■ Requirement
Render the lines from the one containing "Would you mind pinning the mulch" through the end of the items as a Markdown table with the columns Row and Line, numbering each row and omitting blank lines.

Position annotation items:
◆ ◆ ◆ ◆

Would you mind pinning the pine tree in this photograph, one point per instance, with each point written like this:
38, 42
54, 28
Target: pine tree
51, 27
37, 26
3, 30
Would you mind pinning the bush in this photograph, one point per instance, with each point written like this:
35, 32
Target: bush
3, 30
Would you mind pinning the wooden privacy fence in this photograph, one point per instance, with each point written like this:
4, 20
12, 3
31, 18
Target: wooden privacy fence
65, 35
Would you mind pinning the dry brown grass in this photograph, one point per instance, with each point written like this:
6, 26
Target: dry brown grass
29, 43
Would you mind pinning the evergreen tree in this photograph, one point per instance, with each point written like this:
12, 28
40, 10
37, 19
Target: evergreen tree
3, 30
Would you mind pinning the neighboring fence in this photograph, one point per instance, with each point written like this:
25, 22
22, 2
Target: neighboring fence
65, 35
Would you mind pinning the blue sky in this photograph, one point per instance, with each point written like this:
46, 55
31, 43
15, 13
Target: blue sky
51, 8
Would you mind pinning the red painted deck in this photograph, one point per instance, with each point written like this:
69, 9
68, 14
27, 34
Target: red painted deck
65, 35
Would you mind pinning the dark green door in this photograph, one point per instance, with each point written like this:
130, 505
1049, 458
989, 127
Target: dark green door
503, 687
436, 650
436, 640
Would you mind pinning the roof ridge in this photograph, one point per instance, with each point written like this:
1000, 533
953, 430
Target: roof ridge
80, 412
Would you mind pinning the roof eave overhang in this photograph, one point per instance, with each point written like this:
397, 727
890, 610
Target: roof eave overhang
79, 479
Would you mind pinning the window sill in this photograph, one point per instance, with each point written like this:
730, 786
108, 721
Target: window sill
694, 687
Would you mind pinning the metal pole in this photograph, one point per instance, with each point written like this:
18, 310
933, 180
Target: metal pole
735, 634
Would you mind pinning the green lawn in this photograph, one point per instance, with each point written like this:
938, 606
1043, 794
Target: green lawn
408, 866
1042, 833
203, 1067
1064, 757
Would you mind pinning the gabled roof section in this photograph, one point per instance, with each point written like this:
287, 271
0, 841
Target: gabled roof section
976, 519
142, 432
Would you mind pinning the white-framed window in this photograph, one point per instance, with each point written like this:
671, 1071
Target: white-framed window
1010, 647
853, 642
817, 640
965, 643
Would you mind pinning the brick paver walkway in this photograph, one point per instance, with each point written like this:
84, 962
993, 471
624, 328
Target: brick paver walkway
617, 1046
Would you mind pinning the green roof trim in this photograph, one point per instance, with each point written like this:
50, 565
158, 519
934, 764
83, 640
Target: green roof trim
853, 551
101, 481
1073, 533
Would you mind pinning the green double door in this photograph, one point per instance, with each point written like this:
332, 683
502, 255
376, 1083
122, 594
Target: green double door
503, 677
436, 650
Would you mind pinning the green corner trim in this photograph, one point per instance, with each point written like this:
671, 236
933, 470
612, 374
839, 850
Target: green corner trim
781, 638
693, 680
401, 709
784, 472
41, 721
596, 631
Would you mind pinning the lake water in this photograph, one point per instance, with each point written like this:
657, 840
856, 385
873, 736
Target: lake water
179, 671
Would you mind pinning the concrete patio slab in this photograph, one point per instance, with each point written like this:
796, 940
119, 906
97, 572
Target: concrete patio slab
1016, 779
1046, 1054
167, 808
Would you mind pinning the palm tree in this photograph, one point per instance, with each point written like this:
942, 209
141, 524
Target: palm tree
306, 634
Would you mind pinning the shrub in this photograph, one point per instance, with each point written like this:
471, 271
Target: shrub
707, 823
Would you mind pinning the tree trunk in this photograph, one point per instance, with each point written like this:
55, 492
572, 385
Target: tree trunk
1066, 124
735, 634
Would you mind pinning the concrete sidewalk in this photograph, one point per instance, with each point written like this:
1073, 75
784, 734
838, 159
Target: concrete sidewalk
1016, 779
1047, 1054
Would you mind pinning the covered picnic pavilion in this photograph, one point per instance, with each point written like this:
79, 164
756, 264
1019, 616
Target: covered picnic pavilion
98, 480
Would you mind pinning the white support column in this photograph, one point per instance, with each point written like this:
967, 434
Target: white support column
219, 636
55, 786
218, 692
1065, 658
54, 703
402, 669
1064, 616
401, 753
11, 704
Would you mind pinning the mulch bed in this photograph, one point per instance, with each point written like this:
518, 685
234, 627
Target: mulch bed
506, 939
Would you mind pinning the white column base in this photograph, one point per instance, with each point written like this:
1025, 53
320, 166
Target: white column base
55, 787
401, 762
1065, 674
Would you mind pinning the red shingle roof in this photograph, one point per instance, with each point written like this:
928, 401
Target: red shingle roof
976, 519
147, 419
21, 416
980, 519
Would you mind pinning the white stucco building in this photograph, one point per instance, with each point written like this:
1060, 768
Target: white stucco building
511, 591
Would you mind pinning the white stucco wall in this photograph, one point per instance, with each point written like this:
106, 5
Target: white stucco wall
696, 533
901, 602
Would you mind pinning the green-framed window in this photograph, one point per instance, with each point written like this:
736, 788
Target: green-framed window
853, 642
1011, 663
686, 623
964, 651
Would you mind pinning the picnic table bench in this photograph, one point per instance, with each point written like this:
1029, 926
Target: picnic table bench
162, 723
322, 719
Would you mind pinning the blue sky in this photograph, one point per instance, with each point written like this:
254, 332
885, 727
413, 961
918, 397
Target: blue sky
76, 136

◆ ◆ ◆ ◆

■ The completed task
| Row | Line |
|---|---|
| 1 | Would you mind pinning the mulch bed in this photograph, one point per instance, with each point written like this: |
| 2 | 518, 685 |
| 3 | 234, 627 |
| 4 | Target: mulch bed |
| 5 | 506, 939 |
| 6 | Would you mind pinning the white column base in this photograph, one point per instance, with each point written like this: |
| 7 | 1025, 53 |
| 8 | 320, 166 |
| 9 | Target: white column base |
| 10 | 55, 787 |
| 11 | 401, 762 |
| 12 | 1065, 674 |
| 13 | Would you mind pinning the red shingle roof in this photograph, one point per instance, with each point written like this: |
| 14 | 928, 401 |
| 15 | Target: red shingle roof |
| 16 | 976, 519 |
| 17 | 147, 419 |
| 18 | 21, 416 |
| 19 | 980, 519 |
| 20 | Would you mind pinning the white stucco building in this photograph, one point per instance, with each point written like this: |
| 21 | 1060, 768 |
| 22 | Target: white stucco building |
| 23 | 511, 591 |
| 24 | Would you mind pinning the white stucco wall in this photograph, one point per instance, with each point written like this: |
| 25 | 106, 5 |
| 26 | Target: white stucco wall |
| 27 | 696, 533 |
| 28 | 901, 602 |
| 29 | Would you mind pinning the green-framed window in this photograph, one point per instance, with each point written like this: |
| 30 | 736, 788 |
| 31 | Target: green-framed window |
| 32 | 853, 642 |
| 33 | 1011, 663 |
| 34 | 686, 623 |
| 35 | 964, 651 |
| 36 | Would you mind pinning the picnic table bench in this photograph, one point per instance, with each point written like this: |
| 37 | 1029, 926 |
| 38 | Target: picnic table bench |
| 39 | 162, 723 |
| 40 | 322, 719 |
| 41 | Would you mind pinning the blue sky in this photograph, one point per instance, with each point written like this: |
| 42 | 254, 332 |
| 43 | 885, 727 |
| 44 | 413, 961 |
| 45 | 918, 397 |
| 46 | Target: blue sky |
| 47 | 76, 136 |